Dataset entries:
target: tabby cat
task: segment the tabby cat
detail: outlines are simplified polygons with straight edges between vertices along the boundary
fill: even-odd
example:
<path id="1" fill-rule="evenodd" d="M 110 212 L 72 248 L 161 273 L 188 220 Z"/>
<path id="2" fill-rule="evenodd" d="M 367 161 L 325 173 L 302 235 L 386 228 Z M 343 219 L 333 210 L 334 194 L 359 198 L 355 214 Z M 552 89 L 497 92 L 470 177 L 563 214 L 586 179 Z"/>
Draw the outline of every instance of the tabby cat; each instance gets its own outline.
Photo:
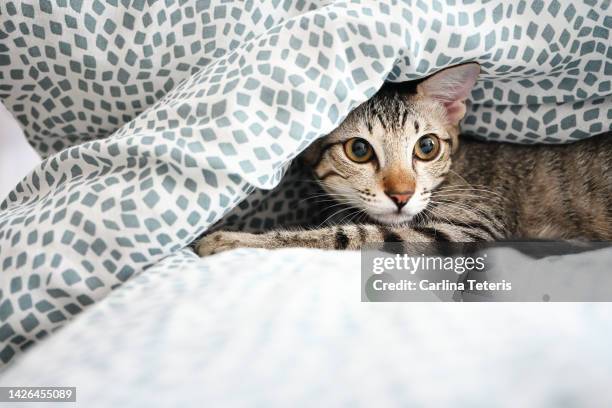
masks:
<path id="1" fill-rule="evenodd" d="M 219 231 L 200 255 L 236 247 L 359 249 L 368 242 L 612 240 L 612 137 L 524 146 L 461 137 L 480 68 L 386 85 L 304 154 L 323 189 L 363 224 L 263 234 Z"/>

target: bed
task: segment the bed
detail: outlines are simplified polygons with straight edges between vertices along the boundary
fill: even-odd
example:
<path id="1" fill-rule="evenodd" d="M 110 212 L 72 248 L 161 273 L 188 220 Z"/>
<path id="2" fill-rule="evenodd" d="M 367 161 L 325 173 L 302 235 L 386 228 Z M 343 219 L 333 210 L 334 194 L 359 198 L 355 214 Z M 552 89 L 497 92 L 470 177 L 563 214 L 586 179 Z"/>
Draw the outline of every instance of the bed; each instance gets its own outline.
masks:
<path id="1" fill-rule="evenodd" d="M 3 2 L 0 99 L 45 159 L 0 204 L 3 385 L 100 405 L 592 403 L 603 305 L 361 304 L 355 253 L 188 247 L 308 219 L 287 169 L 385 80 L 476 61 L 464 132 L 609 131 L 611 27 L 607 2 Z"/>

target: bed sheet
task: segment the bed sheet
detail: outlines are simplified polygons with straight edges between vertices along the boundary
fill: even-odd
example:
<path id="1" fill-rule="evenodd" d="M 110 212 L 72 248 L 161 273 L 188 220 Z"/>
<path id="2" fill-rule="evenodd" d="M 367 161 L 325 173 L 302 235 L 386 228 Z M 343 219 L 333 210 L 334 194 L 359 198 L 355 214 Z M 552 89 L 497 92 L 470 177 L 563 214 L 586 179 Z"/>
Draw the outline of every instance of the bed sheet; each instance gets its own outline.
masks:
<path id="1" fill-rule="evenodd" d="M 607 304 L 360 302 L 358 252 L 165 258 L 0 385 L 88 407 L 612 404 Z"/>

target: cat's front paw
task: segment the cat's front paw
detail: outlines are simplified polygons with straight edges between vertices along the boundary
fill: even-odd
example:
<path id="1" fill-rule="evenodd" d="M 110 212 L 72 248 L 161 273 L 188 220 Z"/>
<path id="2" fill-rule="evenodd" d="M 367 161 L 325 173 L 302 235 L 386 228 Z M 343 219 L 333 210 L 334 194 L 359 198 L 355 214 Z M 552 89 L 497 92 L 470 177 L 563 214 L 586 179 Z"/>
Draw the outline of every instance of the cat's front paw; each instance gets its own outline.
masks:
<path id="1" fill-rule="evenodd" d="M 206 235 L 196 245 L 196 251 L 200 256 L 218 254 L 240 247 L 251 246 L 248 237 L 251 234 L 244 232 L 217 231 Z"/>

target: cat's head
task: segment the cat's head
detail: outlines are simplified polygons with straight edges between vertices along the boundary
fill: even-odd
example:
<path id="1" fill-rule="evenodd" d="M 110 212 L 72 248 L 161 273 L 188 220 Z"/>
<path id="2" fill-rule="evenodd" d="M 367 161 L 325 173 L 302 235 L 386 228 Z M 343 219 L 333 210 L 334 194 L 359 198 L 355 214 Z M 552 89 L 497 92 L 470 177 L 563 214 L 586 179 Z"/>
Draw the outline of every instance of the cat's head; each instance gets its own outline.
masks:
<path id="1" fill-rule="evenodd" d="M 410 221 L 449 172 L 480 67 L 447 68 L 415 84 L 388 84 L 304 157 L 331 197 L 381 223 Z"/>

What this task involves:
The number alone, please: how many lines in the data contain the string "front"?

Output for this exercise:
3